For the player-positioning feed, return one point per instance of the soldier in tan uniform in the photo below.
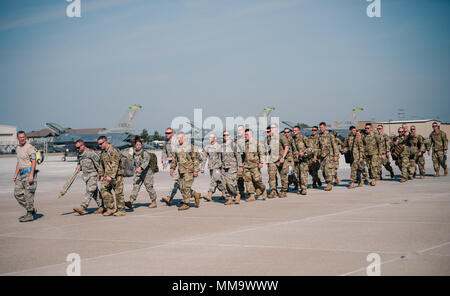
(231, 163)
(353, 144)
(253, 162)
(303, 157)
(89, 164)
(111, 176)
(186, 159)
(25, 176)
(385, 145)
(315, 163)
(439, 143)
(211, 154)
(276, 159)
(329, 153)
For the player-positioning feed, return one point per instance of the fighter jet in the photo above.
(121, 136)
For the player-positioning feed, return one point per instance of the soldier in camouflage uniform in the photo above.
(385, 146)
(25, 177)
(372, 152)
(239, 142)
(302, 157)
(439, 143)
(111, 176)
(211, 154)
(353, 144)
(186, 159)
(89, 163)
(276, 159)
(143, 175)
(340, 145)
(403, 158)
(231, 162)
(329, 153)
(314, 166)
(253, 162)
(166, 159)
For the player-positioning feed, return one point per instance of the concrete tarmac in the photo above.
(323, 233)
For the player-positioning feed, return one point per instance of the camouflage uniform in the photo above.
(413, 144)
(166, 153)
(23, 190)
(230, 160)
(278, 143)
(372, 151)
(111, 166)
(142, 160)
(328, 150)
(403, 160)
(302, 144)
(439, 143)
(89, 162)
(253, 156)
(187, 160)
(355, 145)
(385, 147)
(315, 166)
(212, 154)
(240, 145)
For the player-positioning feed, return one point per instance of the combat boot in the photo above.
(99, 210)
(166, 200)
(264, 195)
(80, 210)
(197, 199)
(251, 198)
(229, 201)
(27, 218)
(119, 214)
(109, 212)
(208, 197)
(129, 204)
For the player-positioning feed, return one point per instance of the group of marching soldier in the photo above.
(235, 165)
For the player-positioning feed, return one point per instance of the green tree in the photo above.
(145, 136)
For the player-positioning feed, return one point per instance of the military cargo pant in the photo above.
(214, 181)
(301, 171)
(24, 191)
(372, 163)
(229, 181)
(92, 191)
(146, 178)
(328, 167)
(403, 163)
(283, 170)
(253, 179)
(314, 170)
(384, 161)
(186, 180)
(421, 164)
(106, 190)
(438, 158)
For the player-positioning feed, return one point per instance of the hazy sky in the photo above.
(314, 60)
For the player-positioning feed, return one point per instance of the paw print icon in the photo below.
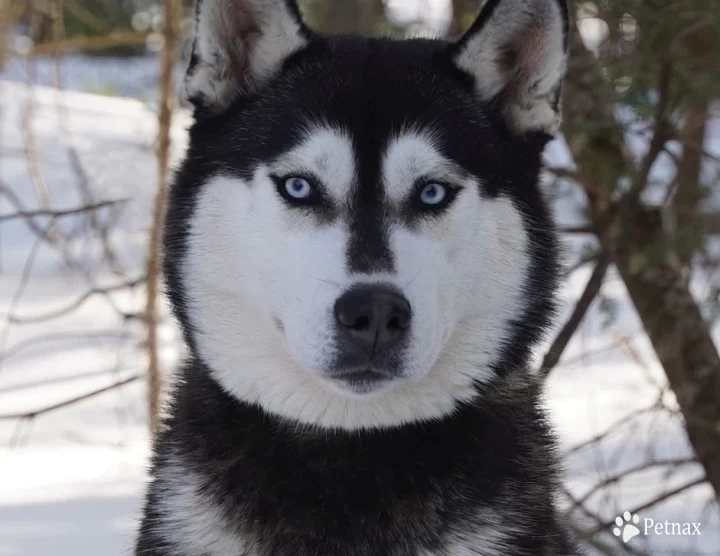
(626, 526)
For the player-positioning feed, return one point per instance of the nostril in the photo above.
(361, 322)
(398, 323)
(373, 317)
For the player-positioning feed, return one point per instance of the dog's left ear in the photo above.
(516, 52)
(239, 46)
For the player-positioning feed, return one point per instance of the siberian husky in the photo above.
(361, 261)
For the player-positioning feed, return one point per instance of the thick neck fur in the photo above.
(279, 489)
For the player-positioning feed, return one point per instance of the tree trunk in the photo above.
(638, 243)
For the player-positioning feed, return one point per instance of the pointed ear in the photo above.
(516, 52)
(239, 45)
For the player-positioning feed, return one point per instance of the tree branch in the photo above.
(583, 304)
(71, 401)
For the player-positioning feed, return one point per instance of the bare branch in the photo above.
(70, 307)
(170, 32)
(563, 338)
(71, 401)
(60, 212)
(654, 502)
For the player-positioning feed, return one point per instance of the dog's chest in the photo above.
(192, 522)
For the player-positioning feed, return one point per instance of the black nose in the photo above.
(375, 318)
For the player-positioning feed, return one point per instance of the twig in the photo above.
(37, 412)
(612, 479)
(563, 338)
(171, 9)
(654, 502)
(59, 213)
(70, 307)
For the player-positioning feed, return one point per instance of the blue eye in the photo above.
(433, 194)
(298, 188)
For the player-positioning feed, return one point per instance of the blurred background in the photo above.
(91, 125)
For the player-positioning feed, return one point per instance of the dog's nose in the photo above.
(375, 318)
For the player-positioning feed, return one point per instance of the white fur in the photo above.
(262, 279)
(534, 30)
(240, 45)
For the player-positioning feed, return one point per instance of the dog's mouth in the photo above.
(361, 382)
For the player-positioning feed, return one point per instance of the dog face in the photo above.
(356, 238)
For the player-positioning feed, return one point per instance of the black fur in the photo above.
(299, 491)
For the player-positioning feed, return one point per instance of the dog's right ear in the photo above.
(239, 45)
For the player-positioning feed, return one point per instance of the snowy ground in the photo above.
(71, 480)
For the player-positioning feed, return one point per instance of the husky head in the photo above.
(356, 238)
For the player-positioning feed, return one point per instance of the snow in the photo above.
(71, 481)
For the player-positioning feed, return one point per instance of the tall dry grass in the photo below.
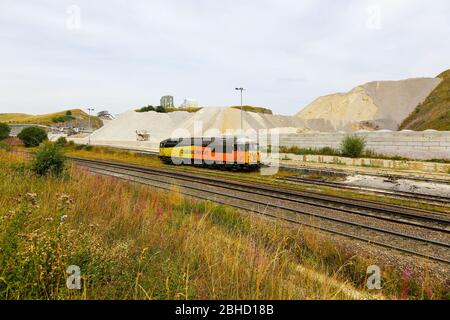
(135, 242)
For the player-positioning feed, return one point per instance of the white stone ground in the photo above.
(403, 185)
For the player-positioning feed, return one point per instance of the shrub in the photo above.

----

## DIRECTIONS:
Extract the entries between the line holding "head in the photo above." and the end of the entries, inclusive, and repeat them exactly, leaving the pictures out.

## FINAL ANSWER:
For the player-positioning feed, return one point per instance of the husky head in the photo above.
(356, 238)
For the player-positioning feed, return one point per instance of the snow in the photo above.
(71, 481)
For the player-positioning feed, return one point per instance of the tall dry grass in the photo below.
(135, 242)
For the player-positioning feed, return one point per instance of the white stone ground in the photo above.
(403, 185)
For the player-positioning feed, return one point per instance of the shrub in the photo above.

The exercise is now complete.